■ YOUR TASK: Reproduce the whole listing word for word. Leave every image out.

#### DATA EXTRACTS ####

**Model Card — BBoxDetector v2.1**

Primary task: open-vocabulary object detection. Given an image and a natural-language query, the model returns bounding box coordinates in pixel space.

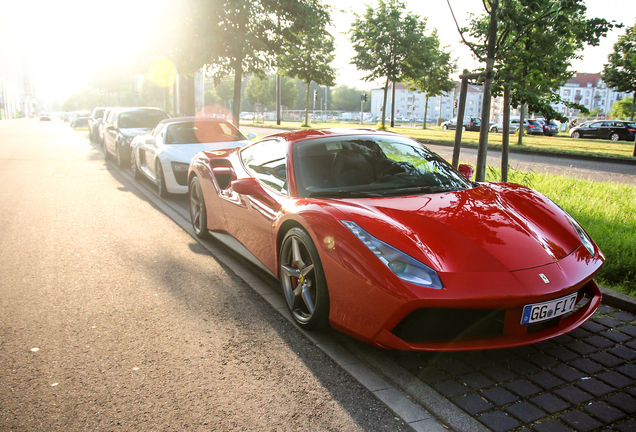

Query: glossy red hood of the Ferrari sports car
[335,184,581,272]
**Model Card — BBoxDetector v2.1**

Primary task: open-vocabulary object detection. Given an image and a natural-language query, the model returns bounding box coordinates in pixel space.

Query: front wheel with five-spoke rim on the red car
[279,228,329,330]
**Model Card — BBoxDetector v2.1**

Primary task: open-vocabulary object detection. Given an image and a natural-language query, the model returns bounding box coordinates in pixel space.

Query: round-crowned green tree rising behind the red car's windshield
[349,0,428,128]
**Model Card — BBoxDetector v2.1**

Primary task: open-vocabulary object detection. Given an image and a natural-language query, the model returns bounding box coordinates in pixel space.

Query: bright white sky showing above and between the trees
[0,0,636,102]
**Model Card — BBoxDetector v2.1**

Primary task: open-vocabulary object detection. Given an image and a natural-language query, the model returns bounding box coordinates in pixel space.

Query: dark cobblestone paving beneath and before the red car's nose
[390,304,636,432]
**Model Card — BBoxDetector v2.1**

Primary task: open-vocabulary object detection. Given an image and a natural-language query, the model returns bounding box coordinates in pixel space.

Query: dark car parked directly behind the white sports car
[104,107,170,168]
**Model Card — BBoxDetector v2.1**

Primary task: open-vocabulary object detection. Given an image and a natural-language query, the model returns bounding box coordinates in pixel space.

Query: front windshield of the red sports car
[293,136,472,198]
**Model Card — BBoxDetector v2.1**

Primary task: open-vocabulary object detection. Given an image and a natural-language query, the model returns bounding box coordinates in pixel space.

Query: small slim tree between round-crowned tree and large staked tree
[406,30,457,129]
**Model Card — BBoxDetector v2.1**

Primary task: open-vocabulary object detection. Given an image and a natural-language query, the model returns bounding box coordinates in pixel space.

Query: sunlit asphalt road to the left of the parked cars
[0,120,409,431]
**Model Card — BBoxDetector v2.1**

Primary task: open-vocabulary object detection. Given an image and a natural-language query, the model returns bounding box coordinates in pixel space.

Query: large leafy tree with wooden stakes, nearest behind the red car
[458,0,613,181]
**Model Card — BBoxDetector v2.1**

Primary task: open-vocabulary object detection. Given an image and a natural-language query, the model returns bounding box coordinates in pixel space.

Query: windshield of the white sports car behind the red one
[166,120,247,144]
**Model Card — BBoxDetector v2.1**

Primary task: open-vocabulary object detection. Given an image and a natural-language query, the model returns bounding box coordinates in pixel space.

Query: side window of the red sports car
[241,140,287,195]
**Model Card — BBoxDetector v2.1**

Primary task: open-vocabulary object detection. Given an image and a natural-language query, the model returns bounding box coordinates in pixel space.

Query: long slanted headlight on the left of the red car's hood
[340,221,444,289]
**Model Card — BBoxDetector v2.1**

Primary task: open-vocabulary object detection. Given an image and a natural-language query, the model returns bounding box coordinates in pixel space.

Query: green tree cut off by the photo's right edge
[602,25,636,123]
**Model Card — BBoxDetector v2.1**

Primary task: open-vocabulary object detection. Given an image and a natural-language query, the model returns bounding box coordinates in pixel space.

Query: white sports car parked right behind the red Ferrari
[130,117,255,197]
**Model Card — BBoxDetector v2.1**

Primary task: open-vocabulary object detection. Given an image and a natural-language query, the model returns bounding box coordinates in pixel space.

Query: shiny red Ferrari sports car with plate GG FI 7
[188,129,605,351]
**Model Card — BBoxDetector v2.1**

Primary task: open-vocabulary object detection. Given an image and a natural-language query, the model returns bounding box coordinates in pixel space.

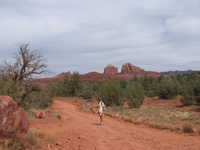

####

■ RESPONSE TO THIS EXERCISE:
**Model Card — BBoxDetector v2.1**

Primary task: open-vocabulary object detection. Given an image and a natural-language query, the model returns bounding box coordinates in pixel space.


Query: glossy red hood of the Ferrari sports car
[335,184,581,272]
**Model Card — BBoxDetector v2.1**

Primary task: open-vocabulary object detection. Given an image and a natural-language query, the model returns bounding box coordinates in pixel space.

Query: front wheel with five-spoke rim on the red car
[279,228,329,330]
**Model Card — BBoxDetector v2.1**

Primary task: open-vocabulary object detection. Given an image and a natural-language query, the model returns bounding box coordinates in pixel space.

Query: round-crowned green tree rising behind the red car's windshield
[349,0,428,128]
**Model Card — BBoxDetector v2.1**

Primary task: open-vocabulary object detection. Given an image and a natural-language query, the model returns bounding box coordinates in pixel space.

Query: bright white sky showing above and between the trees
[0,0,636,102]
**Model Card — BBoxDetector v2.1**

Primary task: open-vocabulary object detection. Given an image and a natural-language query, the model returns bounding box coordinates in pixel space.

Query: dark cobblestone paving beneath and before the red car's nose
[390,304,636,432]
**Model Card — BBoxDetector v2.1**

Primary task: open-vocabulary object detection. Given an image and a natural-language query, the model returns bounding box coordinates in pixel space.

Query: dark car parked directly behind the white sports car
[104,107,170,168]
**Model Card — BBoxDetector v2.1**

Primary task: open-vocabulary object detection. Given an image and a natural-language query, the model returns bounding box coordinates in pixel space.

Query: front windshield of the red sports car
[293,136,472,198]
**Model Card — BBoxDetector v2.1**

Primary task: open-vocabulary object detection. Given an image and a natural-language query, the model returns bounding box coordinates in pixel space.

Query: small slim tree between round-crowned tree and large staked tree
[406,30,457,129]
**Model Card — BBoxDetector v2.1**

Primary task: open-vocabulary object detection. Given an image and a natural-language query, the model returns bounding box coordinates in pixel space.

Query: sunlit asphalt road to the left of the parked cars
[0,120,409,431]
**Model Card — BBoxDetector v2.1**

Primary task: open-vocabulary object detection. Given an image and a natural-language query, the model returns bounding box coordinates in pixel space.

Query: large leafy tree with wooden stakes, nearest behind the red car
[458,0,613,181]
**Model Card — BBoxDetector v2.1**

Primary task: open-vocabulary object detection. Given an image and a natural-language query, the model returns bounding box coordinates in pixel space.

Query: windshield of the white sports car behind the red one
[166,120,247,144]
**Model Card — BBoxDetector v2.1**

Primary task: open-vocabulary object detection. Given an image and a natural-language query, the model returns bounding box coordinates in pixel space.

Query: side window of the red sports car
[241,140,287,195]
**Model Card — BBoxDetector v2.1**

Primary task: open-vocabulary object detection. Given an image and a natural-language query, the model returns bounding box coordinates in pixel space.

Query: long slanted headlight on the left of the red car's hood
[340,221,444,289]
**Model Card — BBoxDetector v2.1**

Primary task: open-vocabulary object detection. Given an image and a natural-language query, the model returns bounding box coordinates in pixel space.

Query: green tree cut off by the photo's right edge
[602,25,636,123]
**Model Card — BBoxDetector v2.1**

Primary task: open-vocabulary object detection. Given an image and a natural-language query, the model returns bounding box coordinates in pixel space.

Query: white sports car parked right behind the red Ferrari
[130,117,255,197]
**Model Card — BBoxDetector v2.1**

Primary task: open-vocabulary object detection. Given an image and a natural-language query, the model returns bounding box coordinates in pixel space.

Query: shiny red Ferrari sports car with plate GG FI 7
[188,129,605,351]
**Model Card — BBoxDetector v2.1**

Primary task: open-vocabulary object detection. Given an image and a natural-language query, the model returns bounding box coordinates in pixel space.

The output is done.